==== Task data

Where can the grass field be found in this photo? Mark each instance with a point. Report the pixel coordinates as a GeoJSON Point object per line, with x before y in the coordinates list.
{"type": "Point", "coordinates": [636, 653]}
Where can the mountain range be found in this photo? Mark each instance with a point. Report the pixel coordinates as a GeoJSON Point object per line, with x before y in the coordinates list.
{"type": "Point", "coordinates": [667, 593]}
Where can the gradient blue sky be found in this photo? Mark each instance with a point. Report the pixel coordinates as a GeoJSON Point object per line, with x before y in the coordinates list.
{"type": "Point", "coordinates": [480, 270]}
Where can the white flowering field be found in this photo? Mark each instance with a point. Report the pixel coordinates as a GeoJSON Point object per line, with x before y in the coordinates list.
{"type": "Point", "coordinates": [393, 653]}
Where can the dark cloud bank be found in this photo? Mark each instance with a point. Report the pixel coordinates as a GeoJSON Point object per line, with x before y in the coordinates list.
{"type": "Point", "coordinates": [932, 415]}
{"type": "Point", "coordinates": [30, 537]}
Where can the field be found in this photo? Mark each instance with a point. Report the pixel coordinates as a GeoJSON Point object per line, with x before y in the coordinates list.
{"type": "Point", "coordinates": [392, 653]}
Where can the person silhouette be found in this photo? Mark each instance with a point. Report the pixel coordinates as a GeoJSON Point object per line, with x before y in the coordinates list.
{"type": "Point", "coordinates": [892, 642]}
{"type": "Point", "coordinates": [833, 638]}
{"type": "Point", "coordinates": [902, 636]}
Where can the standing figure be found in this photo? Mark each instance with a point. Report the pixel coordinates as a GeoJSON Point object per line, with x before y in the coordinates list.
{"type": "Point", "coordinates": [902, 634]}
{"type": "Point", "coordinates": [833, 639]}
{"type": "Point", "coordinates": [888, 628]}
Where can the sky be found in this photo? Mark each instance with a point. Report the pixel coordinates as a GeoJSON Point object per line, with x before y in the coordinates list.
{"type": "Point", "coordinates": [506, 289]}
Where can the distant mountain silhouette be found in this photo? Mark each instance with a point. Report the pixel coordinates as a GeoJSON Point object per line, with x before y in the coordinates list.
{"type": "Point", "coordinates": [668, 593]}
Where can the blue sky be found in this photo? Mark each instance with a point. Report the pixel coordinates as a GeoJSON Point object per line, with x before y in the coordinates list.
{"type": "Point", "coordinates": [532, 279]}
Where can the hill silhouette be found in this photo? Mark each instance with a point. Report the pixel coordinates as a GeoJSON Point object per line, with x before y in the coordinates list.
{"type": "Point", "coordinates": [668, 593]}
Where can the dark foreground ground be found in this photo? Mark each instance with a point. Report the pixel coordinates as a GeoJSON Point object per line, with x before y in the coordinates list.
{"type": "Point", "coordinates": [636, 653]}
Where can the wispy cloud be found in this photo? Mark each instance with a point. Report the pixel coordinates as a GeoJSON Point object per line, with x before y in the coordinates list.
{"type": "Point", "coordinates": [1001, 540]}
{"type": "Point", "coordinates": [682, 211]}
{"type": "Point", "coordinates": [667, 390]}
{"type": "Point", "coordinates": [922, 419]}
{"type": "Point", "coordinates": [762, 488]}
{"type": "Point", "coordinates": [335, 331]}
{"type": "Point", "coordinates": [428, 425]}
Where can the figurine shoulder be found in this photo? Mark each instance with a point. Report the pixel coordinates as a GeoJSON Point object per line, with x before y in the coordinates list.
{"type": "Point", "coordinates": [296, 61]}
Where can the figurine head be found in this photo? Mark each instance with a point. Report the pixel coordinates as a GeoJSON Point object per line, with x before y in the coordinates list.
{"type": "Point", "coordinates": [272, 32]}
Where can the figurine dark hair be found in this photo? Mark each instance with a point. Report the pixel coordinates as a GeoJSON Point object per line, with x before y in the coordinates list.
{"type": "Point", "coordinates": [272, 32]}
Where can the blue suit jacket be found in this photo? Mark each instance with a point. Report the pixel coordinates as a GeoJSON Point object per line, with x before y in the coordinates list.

========

** Your instructions **
A faithful copy of all the material is the required answer.

** Output of the task **
Where can the grass field be found in this photo? Mark each instance with a point. Report the pixel coordinates as a GeoJSON Point object per line, with x before y in the coordinates list.
{"type": "Point", "coordinates": [636, 653]}
Where can the mountain range be found in this photo? Mark each instance with a point. Report the pixel coordinates as a GeoJSON Point object per line, with x before y in the coordinates list.
{"type": "Point", "coordinates": [667, 593]}
Where can the gradient blue sky be found in this photo? Mark each instance with a point. Report the pixel coordinates as a GeoJSON Point object per line, with x before y in the coordinates list.
{"type": "Point", "coordinates": [480, 270]}
Where can the white flowering field be found in this photo? Mark each instance with a point. Report the pixel coordinates as a GeoJSON Point object per line, with x before y in the coordinates list.
{"type": "Point", "coordinates": [393, 653]}
Where can the dark cloud bank be found in this photo? Mark each instance with a point. Report the pixel coordinates as a GeoJSON Point object per line, with x before y in the coordinates list.
{"type": "Point", "coordinates": [932, 415]}
{"type": "Point", "coordinates": [30, 537]}
Where can the field be found in this photo? Mark each instance with a point. Report the pixel coordinates as a GeoJSON Point object per line, with x before y in the coordinates list.
{"type": "Point", "coordinates": [392, 653]}
Where can the person silhouette be found in this photo? Mark each instance with a point. Report the pixel coordinates as a GeoJSON Point object per line, with x before y in the coordinates list.
{"type": "Point", "coordinates": [892, 642]}
{"type": "Point", "coordinates": [833, 638]}
{"type": "Point", "coordinates": [902, 636]}
Where can the standing figure be found in this photo? Mark each instance with a point. Report the pixel coordinates as a GeoJSON Point object per line, with x before y in the coordinates list.
{"type": "Point", "coordinates": [902, 634]}
{"type": "Point", "coordinates": [833, 639]}
{"type": "Point", "coordinates": [888, 628]}
Where can the sky be found in this photo? Mark each instance with a point. Report the pixel coordinates as a GeoJSON Point object per line, with x before y in the coordinates list.
{"type": "Point", "coordinates": [506, 289]}
Where can the distant mountain silhouette be found in this photo? Mark each instance with a point. Report the pixel coordinates as a GeoJSON Point object per line, with x before y in the coordinates list.
{"type": "Point", "coordinates": [668, 593]}
Where can the blue sky be found in this photo? Mark each instance with a point. Report the pixel coordinates as a GeoJSON Point object per line, with x before y in the coordinates list.
{"type": "Point", "coordinates": [532, 279]}
Where can the hill silhouette be found in this photo? Mark each instance with a point. Report the pixel coordinates as a GeoJSON Point object per line, with x before y in the coordinates list.
{"type": "Point", "coordinates": [668, 593]}
Where can the dark foreground ground be found in this photo? Mark each instance with a point. Report the pixel coordinates as a GeoJSON Point object per line, with x before y in the coordinates list.
{"type": "Point", "coordinates": [636, 653]}
Where can the wispy cloud be found in this photo? Mark each instance with a point. Report the pixel coordinates as a GeoJSON Point object per line, with x before y in the coordinates list.
{"type": "Point", "coordinates": [1001, 540]}
{"type": "Point", "coordinates": [682, 211]}
{"type": "Point", "coordinates": [667, 390]}
{"type": "Point", "coordinates": [922, 419]}
{"type": "Point", "coordinates": [762, 488]}
{"type": "Point", "coordinates": [335, 331]}
{"type": "Point", "coordinates": [428, 425]}
Where can the figurine shoulder be found in this photo? Mark each instance with a point. Report the pixel coordinates as a GeoJSON Point object per line, with x before y in the coordinates list.
{"type": "Point", "coordinates": [296, 61]}
Where can the figurine head be found in this photo? Mark each instance with a point. Report the pixel coordinates as a GeoJSON Point object per line, with x before y in the coordinates list.
{"type": "Point", "coordinates": [272, 32]}
Where can the figurine dark hair be found in this photo? Mark each instance with a point. Report the pixel coordinates as a GeoJSON Point object per line, with x before y in the coordinates list.
{"type": "Point", "coordinates": [272, 32]}
Where can the blue suit jacket be found in this photo? Mark each instance with a point. Report the pixel coordinates as a GeoJSON Point object per line, with x before y in the coordinates list.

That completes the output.